[RECORDS FOR THE EXERCISE]:
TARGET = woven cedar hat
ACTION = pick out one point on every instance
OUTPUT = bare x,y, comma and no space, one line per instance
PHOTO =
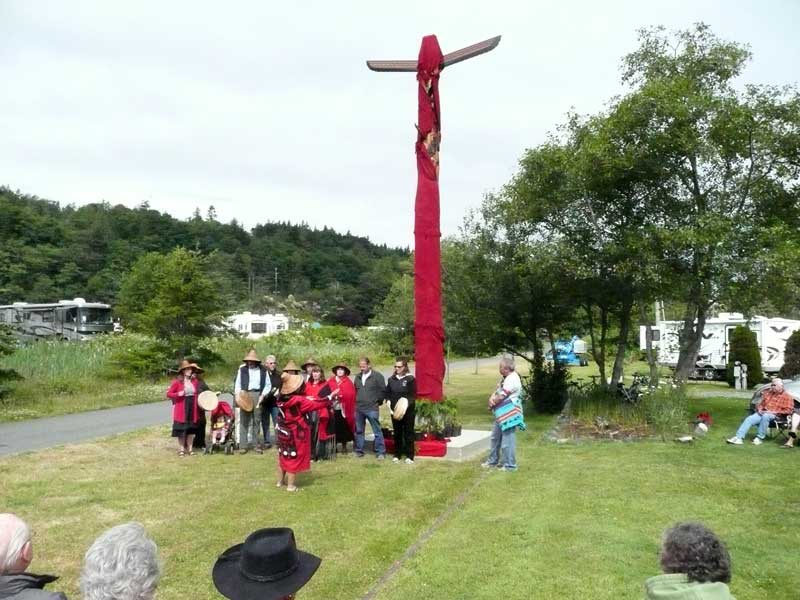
208,400
309,361
267,566
185,364
252,356
244,401
290,383
341,366
290,366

[WORK TO COMPLETE]:
Could you set down every entry above exactly as it stands, with no images?

[RESULT OF THE EXERCISE]:
TARGET = woven cedar hat
ACTION = pick out one point on every instance
OUTPUT = bare x,y, comma and no space, one line per instance
PHOTO =
208,400
309,361
267,566
185,364
252,356
244,401
290,383
341,366
290,366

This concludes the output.